* **Requirement**: Word for word, transcribe all of the records.

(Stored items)
------------------------
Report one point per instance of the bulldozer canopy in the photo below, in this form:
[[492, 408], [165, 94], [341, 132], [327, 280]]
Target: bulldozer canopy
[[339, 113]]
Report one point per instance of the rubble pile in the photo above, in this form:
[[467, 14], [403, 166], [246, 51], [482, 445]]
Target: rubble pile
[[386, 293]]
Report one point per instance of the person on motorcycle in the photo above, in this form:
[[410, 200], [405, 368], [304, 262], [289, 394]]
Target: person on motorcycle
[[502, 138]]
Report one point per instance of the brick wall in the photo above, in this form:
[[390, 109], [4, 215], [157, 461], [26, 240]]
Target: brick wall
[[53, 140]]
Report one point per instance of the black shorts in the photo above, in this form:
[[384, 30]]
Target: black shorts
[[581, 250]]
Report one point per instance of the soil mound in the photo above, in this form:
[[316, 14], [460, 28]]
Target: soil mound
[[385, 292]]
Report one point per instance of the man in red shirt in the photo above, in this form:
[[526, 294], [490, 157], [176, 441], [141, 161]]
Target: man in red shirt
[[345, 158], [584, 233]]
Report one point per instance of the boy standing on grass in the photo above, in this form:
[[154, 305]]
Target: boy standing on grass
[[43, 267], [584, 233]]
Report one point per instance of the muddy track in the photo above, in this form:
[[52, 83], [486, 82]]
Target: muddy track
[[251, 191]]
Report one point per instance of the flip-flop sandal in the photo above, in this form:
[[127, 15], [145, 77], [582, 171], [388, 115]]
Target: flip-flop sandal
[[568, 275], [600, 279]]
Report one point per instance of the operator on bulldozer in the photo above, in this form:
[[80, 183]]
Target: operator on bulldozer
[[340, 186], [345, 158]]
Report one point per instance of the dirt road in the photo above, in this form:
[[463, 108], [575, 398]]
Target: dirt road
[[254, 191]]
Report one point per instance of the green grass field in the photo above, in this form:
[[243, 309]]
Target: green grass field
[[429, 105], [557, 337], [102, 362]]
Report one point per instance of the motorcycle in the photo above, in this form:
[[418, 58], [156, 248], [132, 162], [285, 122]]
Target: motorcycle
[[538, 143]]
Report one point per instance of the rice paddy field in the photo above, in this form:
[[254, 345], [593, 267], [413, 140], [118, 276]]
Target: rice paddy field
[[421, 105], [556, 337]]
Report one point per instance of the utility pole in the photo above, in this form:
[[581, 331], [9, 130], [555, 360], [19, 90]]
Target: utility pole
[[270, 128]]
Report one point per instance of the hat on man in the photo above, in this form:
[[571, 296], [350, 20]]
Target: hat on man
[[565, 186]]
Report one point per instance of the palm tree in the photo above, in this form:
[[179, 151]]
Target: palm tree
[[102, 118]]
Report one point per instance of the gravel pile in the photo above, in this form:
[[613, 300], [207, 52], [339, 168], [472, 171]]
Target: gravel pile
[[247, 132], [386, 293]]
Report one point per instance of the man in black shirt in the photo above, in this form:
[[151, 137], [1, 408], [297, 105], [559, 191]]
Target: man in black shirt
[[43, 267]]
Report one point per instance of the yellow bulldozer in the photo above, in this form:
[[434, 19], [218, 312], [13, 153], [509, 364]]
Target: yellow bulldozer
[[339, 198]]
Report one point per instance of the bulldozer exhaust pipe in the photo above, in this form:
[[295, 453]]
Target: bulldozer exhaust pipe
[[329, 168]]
------------------------
* **Output for this task**:
Report one point per instance of the bulldozer canopy in the photo below, in this form:
[[492, 408], [165, 94], [341, 132], [327, 280]]
Target: bulldozer canopy
[[339, 113]]
Report one point per instance of the rubble pile in the photo above, in this form:
[[467, 14], [403, 166], [246, 51], [482, 445]]
Target: rubble pile
[[386, 293]]
Report one point per instance of the person on motorcycle in the photo above, in this form:
[[410, 200], [405, 368], [304, 262], [289, 394]]
Target: person on motorcycle
[[502, 138]]
Report one point per instance of the brick wall in the photo above, in this form:
[[390, 109], [4, 215], [157, 461], [26, 240]]
Target: brick wall
[[53, 140]]
Report one point per instance of the black shorts in the photo above, in this form:
[[384, 30]]
Target: black shorts
[[581, 250]]
Report one point per instance of the soil mound in the photo above, in this form:
[[316, 14], [460, 28]]
Target: soil mound
[[385, 292]]
Report one point per instance of the man in red shirt in the photo above, in this form:
[[526, 294], [490, 157], [176, 441], [141, 161]]
Target: man in red shirt
[[345, 158], [584, 233]]
Report one point per instance of the boy standing on grass in the photo above, in this form:
[[154, 305]]
Target: boy standing on grass
[[43, 267], [584, 233]]
Report one point per instance of the muddy track in the photo above, in this form:
[[52, 83], [486, 82]]
Target: muddy track
[[251, 191]]
Report one point per instance of the flip-flop sandal in the photo above, in this form:
[[127, 15], [145, 77], [582, 171], [388, 115]]
Target: flip-flop sandal
[[568, 275], [600, 279]]
Report one point per instance of the operator on bulldozer in the photo above, in this form:
[[80, 183]]
Target: operator on bulldozer
[[340, 186], [345, 158]]
Report one point per instance of the dirt road in the photo above, in this form:
[[463, 108], [575, 398]]
Target: dirt road
[[254, 191]]
Report one point per instance of the green grass field in the photo above, in this form:
[[243, 309]]
Target: green grass field
[[429, 105], [557, 337], [102, 362]]
Report one point per instance of the motorcycle in the photo above, in this form:
[[418, 58], [156, 248], [132, 162], [285, 122]]
Target: motorcycle
[[538, 143]]
Report one point per instance of the rice paddy field in the photo above, in this form:
[[254, 345], [593, 267], [413, 140], [118, 276]]
Target: rice paddy field
[[421, 105], [556, 337]]
Report one point per instance of the utility pole in the photo above, in this form:
[[581, 331], [9, 130], [555, 360], [19, 90]]
Target: utility pole
[[270, 128]]
Report one point per instance of the hat on man in the photo above, in this form:
[[571, 296], [350, 20]]
Target: hat on man
[[565, 186]]
Report one point per instance of the palm tree in the photo above, in this form:
[[179, 151]]
Target: palm tree
[[102, 118]]
Report one point per instance of the gravel pile in the photo above, in this form:
[[613, 300], [207, 52], [339, 168], [472, 171]]
Target: gravel pile
[[247, 132], [386, 293]]
Report one point per instance of the man in black shirt in the photo above, in this form:
[[151, 137], [1, 408], [297, 105], [559, 191]]
Target: man in black shirt
[[43, 267]]
Report one point per instance of the yellow bulldozer in the photo above, in this form:
[[434, 19], [218, 312], [13, 153], [509, 364]]
Target: yellow bulldozer
[[339, 198]]
Report one point per instance of the bulldozer exhaust pipe in the photo above, in this form:
[[295, 453]]
Target: bulldozer exhaust pipe
[[329, 168]]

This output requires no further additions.